▶ [PROMPT]: Starting with the first line and ending with the line that holds "the music stand", repeat the material exactly.

▶ [MATERIAL FOR THE TASK]:

....

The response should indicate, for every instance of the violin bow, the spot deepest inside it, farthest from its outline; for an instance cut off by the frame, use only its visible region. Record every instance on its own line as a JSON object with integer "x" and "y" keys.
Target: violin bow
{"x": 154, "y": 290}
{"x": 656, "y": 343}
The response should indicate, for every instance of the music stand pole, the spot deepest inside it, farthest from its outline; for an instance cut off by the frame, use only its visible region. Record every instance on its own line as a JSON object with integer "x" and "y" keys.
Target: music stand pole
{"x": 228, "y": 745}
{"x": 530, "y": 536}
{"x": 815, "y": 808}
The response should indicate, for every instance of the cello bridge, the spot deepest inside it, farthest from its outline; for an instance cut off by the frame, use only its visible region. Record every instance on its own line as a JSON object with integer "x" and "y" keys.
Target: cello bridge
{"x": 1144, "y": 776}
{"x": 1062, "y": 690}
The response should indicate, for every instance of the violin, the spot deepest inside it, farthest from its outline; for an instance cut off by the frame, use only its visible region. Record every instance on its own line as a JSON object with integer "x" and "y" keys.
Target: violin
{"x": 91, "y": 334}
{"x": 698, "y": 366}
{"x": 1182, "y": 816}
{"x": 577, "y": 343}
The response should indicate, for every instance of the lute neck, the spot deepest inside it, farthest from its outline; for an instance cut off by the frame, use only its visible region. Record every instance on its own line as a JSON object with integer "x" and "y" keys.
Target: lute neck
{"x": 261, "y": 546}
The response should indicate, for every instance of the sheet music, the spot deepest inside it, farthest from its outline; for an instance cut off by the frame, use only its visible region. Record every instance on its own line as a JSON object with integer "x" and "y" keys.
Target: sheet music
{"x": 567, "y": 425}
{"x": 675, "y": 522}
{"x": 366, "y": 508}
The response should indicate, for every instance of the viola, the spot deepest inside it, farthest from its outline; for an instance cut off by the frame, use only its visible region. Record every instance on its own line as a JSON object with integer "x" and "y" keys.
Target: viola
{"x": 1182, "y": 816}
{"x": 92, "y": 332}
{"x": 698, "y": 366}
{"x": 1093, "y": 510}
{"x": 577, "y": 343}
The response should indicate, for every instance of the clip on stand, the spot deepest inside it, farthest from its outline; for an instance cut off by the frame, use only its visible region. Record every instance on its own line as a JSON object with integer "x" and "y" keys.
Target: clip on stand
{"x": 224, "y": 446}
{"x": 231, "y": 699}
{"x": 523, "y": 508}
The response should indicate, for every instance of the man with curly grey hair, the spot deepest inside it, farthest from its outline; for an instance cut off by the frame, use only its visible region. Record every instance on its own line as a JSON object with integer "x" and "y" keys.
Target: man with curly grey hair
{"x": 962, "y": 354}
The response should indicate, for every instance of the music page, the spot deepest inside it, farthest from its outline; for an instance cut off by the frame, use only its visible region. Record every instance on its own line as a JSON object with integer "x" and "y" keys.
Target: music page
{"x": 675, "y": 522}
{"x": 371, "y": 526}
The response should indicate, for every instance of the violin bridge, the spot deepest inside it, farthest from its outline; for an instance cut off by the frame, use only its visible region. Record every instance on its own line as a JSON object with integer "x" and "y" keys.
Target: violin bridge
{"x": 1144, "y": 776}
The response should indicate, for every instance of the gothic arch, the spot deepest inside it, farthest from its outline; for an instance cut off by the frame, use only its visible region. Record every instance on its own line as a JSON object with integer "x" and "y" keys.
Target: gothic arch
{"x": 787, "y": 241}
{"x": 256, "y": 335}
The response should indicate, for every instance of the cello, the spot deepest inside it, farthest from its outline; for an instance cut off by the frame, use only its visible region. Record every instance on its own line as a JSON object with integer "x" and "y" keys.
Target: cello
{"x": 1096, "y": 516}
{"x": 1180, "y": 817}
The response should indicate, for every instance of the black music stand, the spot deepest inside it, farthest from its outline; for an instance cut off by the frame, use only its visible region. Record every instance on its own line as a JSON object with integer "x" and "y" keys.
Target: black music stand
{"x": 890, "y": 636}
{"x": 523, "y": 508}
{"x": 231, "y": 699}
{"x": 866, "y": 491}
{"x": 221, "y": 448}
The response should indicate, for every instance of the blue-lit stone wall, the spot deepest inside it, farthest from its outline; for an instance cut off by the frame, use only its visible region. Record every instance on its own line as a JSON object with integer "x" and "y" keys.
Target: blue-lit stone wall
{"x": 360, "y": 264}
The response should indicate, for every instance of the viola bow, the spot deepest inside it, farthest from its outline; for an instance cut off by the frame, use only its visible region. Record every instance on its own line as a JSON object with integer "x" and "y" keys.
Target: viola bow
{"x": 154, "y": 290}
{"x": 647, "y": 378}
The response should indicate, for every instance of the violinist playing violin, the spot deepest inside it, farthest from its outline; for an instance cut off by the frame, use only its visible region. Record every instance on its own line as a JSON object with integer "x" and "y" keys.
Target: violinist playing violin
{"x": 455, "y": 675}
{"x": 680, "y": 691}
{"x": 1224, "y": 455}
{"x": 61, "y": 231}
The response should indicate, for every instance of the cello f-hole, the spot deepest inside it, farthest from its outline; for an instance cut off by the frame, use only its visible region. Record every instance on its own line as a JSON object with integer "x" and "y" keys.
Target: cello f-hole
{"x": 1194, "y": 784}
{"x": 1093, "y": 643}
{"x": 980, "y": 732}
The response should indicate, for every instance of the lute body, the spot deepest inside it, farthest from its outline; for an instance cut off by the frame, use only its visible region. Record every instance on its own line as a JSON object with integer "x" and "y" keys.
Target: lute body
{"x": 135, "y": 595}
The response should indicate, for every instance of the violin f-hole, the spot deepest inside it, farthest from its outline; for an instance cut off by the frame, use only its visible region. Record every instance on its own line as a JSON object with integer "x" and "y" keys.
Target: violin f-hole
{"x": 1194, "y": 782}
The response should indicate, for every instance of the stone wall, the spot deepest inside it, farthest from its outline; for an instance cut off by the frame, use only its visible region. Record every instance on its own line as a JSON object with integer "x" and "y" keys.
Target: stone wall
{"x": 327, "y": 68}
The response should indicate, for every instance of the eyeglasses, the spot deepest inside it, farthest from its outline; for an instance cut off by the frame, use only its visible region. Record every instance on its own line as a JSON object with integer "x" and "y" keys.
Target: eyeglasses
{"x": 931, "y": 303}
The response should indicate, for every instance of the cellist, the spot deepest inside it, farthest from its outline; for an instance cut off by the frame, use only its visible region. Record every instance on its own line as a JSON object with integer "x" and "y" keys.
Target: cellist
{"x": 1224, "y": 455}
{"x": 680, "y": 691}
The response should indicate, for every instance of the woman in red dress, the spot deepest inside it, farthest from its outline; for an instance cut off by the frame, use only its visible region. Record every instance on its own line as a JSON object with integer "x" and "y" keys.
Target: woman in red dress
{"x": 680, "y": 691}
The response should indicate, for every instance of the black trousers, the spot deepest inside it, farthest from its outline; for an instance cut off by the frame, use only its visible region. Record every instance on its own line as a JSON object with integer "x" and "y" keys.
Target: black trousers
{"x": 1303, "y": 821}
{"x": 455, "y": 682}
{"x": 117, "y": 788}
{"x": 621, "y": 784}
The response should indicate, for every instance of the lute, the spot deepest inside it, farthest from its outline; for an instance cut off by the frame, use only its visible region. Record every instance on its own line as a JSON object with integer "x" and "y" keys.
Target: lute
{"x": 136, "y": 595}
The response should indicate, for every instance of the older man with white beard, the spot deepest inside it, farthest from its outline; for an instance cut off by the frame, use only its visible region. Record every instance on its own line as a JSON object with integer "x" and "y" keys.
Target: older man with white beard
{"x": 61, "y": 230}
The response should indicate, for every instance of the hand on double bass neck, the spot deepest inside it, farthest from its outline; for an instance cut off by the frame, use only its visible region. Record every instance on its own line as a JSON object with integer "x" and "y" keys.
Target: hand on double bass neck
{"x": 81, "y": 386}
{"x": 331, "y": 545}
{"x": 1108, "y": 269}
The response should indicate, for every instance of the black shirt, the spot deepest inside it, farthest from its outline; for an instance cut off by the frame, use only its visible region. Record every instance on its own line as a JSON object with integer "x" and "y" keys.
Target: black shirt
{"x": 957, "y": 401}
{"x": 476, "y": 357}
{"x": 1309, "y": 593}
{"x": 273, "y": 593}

....

▶ [RESULT OF THE TASK]:
The response should indicate, for every instance of the violin bow, the spot deepest inside it, farthest from its outline; for an instance cut off by the frame, use only its visible region. Record every instance on its own line as a JSON object with integer "x" and "y" keys.
Target: violin bow
{"x": 154, "y": 290}
{"x": 656, "y": 343}
The response should indicate, for every instance of the music stand pole, the spot deepest inside it, farthest from its outline; for an instance cut off by the frame, use only its visible region. Record every instance on its own line as a JSON object with integer "x" and "y" keys.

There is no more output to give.